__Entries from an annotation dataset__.
○ ○ ○ ○ ○
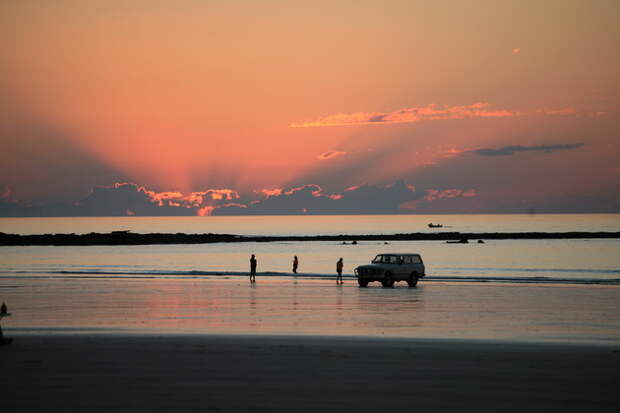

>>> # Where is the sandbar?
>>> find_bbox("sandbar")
[0,330,620,412]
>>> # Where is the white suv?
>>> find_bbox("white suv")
[355,253,425,287]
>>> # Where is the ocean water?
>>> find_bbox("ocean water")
[0,214,620,235]
[0,215,620,343]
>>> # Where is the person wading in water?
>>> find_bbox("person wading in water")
[336,258,344,284]
[293,255,299,274]
[250,254,256,283]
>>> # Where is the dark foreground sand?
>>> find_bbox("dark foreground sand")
[0,333,620,412]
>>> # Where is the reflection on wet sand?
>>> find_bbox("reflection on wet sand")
[3,276,620,343]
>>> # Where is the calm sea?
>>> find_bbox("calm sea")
[0,215,620,344]
[0,214,620,284]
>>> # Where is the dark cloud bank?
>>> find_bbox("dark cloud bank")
[0,181,436,217]
[473,143,584,156]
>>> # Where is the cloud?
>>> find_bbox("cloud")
[424,189,476,201]
[0,182,247,216]
[473,143,584,156]
[290,102,520,128]
[212,181,424,215]
[319,150,347,161]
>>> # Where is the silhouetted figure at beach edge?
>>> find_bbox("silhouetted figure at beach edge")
[0,303,13,346]
[250,254,256,283]
[336,257,344,284]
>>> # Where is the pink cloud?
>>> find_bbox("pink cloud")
[537,107,577,116]
[424,189,476,201]
[290,102,521,127]
[284,184,323,197]
[114,182,239,208]
[319,150,347,161]
[255,188,282,198]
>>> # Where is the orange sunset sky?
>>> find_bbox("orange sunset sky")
[0,0,620,216]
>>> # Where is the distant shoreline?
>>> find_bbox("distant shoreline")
[0,231,620,246]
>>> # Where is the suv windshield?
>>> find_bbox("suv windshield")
[372,255,389,264]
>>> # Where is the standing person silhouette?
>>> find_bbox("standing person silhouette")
[293,255,299,274]
[336,257,344,284]
[250,254,256,283]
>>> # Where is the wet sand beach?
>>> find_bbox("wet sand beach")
[0,334,620,412]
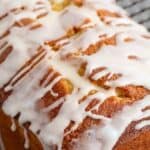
○ ○ ○ ○ ○
__SHORT TASK__. Rewrite all of the data above as a numbered list with one line per item, omitting blank lines and leaving the pictures out.

__EXERCISE SOLUTION__.
1. >>> # Where is the sandbar?
2. >>> find_bbox("sandbar")
3. [0,330,620,412]
4. >>> # Where is the white suv?
5. >>> find_bbox("white suv")
6. [355,253,425,287]
7. >>> # Where is the ocean water?
8. >>> find_bbox("ocean water")
9. [0,214,620,235]
10. [0,215,620,343]
11. >>> # Where is the person wading in water?
12. >>> find_bbox("person wading in water")
13. [336,258,344,284]
14. [293,255,299,274]
15. [250,254,256,283]
16. >>> # Where is the dark foreground sand?
17. >>> find_bbox("dark foreground sand")
18. [0,333,620,412]
19. >>> # Where is the reflection on wet sand?
20. >>> find_bbox("reflection on wet sand")
21. [3,276,620,343]
22. >>> # Where is the calm sea?
23. >>> find_bbox("calm sea")
24. [0,215,620,344]
25. [0,214,620,284]
26. >>> # Where is the dark cloud bank?
27. >>> find_bbox("dark cloud bank")
28. [0,181,436,217]
29. [473,143,584,156]
30. >>> # Where is the cloud?
31. >>> find_bbox("cloud")
32. [424,189,476,201]
33. [0,182,247,216]
34. [473,143,584,156]
35. [290,102,520,128]
36. [212,181,424,215]
37. [319,150,347,161]
38. >>> # Where is the silhouetted figure at beach edge?
39. >>> find_bbox("silhouetted figure at beach edge")
40. [0,303,13,346]
41. [250,254,256,283]
42. [336,257,344,284]
43. >>> # Where is the pink cloud?
44. >>> find_bbox("pink cloud")
45. [537,107,577,116]
46. [424,189,476,201]
47. [290,102,521,127]
48. [284,184,323,197]
49. [114,182,239,208]
50. [319,150,347,161]
51. [255,188,282,198]
52. >>> # Where is the orange sunset sky?
53. >>> find_bbox("orange sunset sky")
54. [0,0,620,216]
55. >>> # Where is the distant shoreline?
56. >>> find_bbox("distant shoreline")
57. [0,231,620,246]
58. >>> # Where is the suv windshield?
59. >>> find_bbox("suv windshield")
60. [372,255,389,264]
61. >>> # Where is the standing person silhouette?
62. >>> find_bbox("standing person silhouette")
63. [293,255,299,274]
64. [336,257,344,284]
65. [250,254,256,283]
66. >>> # Where is the wet sand beach?
67. >>> find_bbox("wet sand beach")
68. [0,334,620,412]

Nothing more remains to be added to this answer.